#### Your instructions:
Bring together every line in the data that includes "breast".

#### Extracted data:

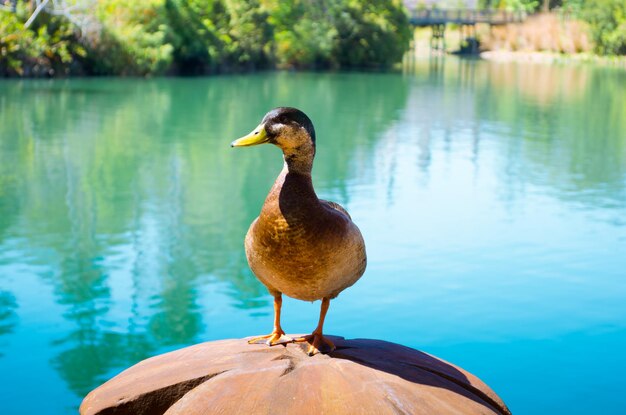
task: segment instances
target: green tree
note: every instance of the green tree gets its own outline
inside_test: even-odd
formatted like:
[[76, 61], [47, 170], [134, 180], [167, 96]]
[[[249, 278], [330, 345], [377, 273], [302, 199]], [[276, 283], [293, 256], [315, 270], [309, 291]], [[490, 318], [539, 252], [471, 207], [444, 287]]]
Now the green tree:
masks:
[[102, 30], [90, 49], [94, 73], [161, 74], [170, 67], [174, 48], [164, 0], [101, 0], [97, 17]]
[[229, 33], [228, 61], [245, 69], [267, 67], [271, 61], [274, 30], [267, 10], [258, 0], [227, 1]]
[[0, 74], [206, 74], [385, 67], [411, 29], [400, 0], [100, 0], [88, 36], [27, 4], [0, 12]]
[[270, 6], [279, 66], [328, 67], [337, 31], [324, 0], [286, 0]]
[[16, 14], [0, 10], [0, 76], [24, 74], [24, 62], [36, 56], [34, 38]]
[[588, 0], [582, 6], [596, 51], [602, 55], [626, 55], [626, 1]]
[[341, 67], [382, 67], [408, 49], [411, 29], [400, 1], [350, 0], [333, 8], [337, 39], [333, 56]]
[[411, 38], [397, 0], [289, 0], [277, 2], [270, 14], [283, 66], [389, 66], [401, 60]]
[[82, 72], [85, 48], [74, 26], [63, 17], [44, 14], [29, 27], [26, 6], [15, 13], [0, 10], [0, 76], [54, 76]]

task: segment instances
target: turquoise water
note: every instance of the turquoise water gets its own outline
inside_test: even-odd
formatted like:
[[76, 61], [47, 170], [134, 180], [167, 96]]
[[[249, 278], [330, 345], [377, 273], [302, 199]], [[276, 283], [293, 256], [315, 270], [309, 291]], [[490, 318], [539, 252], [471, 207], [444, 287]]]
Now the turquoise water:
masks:
[[[278, 105], [365, 237], [325, 329], [440, 356], [515, 414], [626, 413], [626, 72], [447, 58], [401, 73], [0, 81], [0, 399], [74, 413], [125, 367], [264, 334], [243, 238]], [[286, 299], [306, 332], [319, 302]], [[36, 397], [36, 398], [34, 398]]]

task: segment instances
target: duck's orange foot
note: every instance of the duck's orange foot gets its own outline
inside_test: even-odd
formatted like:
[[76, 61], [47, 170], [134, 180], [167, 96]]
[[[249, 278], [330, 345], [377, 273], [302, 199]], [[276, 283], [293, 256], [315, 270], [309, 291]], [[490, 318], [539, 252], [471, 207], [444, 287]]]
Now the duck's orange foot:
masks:
[[259, 336], [248, 340], [248, 344], [265, 343], [268, 346], [276, 346], [278, 344], [293, 343], [293, 339], [285, 335], [282, 330], [274, 330], [266, 336]]
[[309, 349], [307, 350], [307, 354], [309, 356], [313, 356], [318, 353], [330, 353], [336, 349], [333, 342], [330, 339], [322, 336], [322, 333], [313, 332], [307, 336], [298, 337], [294, 339], [296, 343], [309, 343]]

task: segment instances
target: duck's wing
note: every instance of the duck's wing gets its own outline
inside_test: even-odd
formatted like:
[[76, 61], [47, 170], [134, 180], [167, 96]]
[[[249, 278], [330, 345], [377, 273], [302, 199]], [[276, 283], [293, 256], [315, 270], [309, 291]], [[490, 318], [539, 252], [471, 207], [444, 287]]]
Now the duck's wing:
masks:
[[328, 206], [331, 209], [335, 209], [335, 210], [343, 213], [344, 215], [346, 215], [348, 217], [348, 219], [352, 220], [352, 217], [350, 216], [348, 211], [343, 206], [341, 206], [339, 203], [331, 202], [329, 200], [321, 200], [321, 199], [320, 199], [320, 202], [323, 205], [326, 205], [326, 206]]

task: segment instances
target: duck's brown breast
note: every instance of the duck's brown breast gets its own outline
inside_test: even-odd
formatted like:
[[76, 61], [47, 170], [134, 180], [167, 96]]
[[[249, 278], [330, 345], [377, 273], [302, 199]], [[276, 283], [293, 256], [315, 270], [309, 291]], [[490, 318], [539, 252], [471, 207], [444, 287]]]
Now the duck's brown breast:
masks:
[[321, 203], [306, 178], [282, 179], [246, 236], [250, 268], [270, 291], [333, 298], [365, 270], [361, 233], [347, 215]]

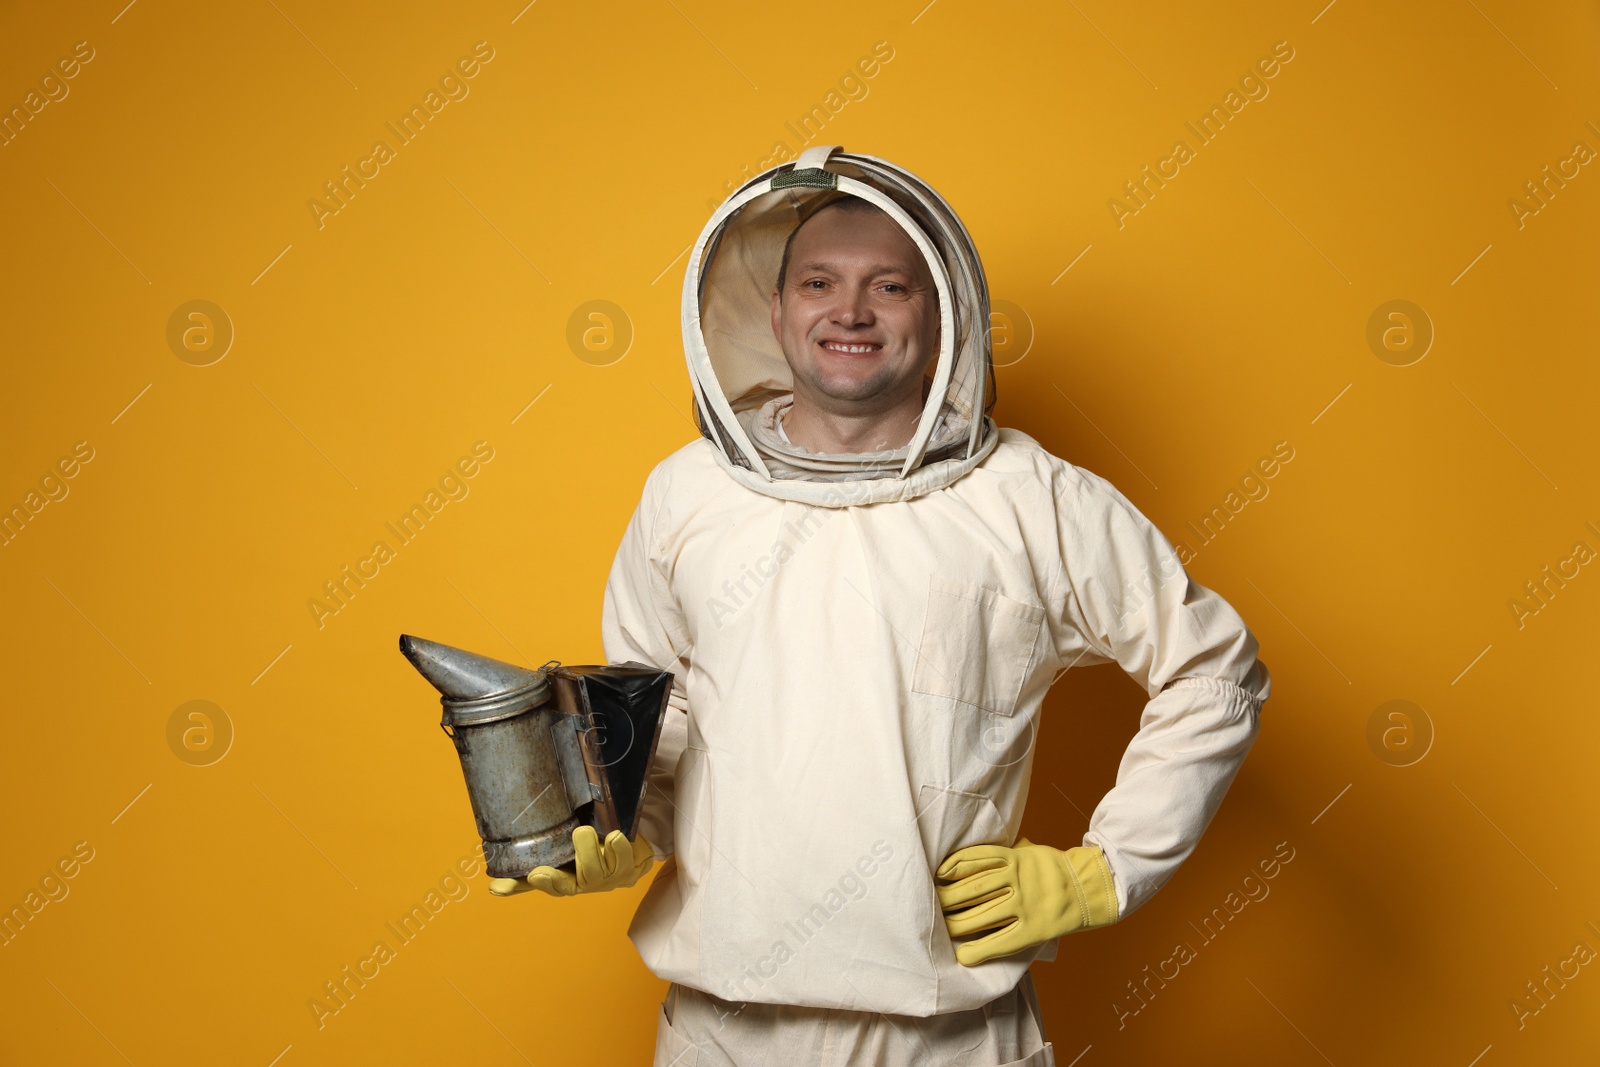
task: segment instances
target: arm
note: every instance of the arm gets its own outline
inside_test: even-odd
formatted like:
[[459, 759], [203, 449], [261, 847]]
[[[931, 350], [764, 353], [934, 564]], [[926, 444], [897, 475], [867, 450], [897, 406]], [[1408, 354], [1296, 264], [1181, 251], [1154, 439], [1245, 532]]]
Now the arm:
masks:
[[1022, 838], [975, 845], [937, 871], [963, 964], [1107, 926], [1150, 899], [1194, 851], [1260, 729], [1271, 685], [1256, 640], [1192, 581], [1161, 532], [1105, 479], [1072, 468], [1056, 496], [1061, 666], [1115, 662], [1150, 697], [1116, 785], [1065, 851]]
[[[1149, 696], [1084, 845], [1115, 875], [1118, 917], [1194, 851], [1260, 730], [1271, 677], [1227, 601], [1110, 482], [1076, 470], [1058, 494], [1068, 586], [1063, 665], [1116, 662]], [[1080, 658], [1081, 657], [1081, 658]]]
[[606, 580], [600, 631], [608, 663], [625, 660], [672, 672], [672, 692], [661, 724], [661, 739], [650, 764], [639, 832], [655, 848], [657, 859], [673, 852], [674, 782], [678, 757], [689, 736], [689, 704], [684, 683], [689, 672], [689, 637], [683, 613], [672, 596], [658, 551], [656, 530], [664, 509], [657, 474], [645, 481], [643, 498], [634, 511]]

#### Output below:
target: duck's brown breast
note: every instance of the duck's brown breast gets its own outline
Now the duck's brown breast:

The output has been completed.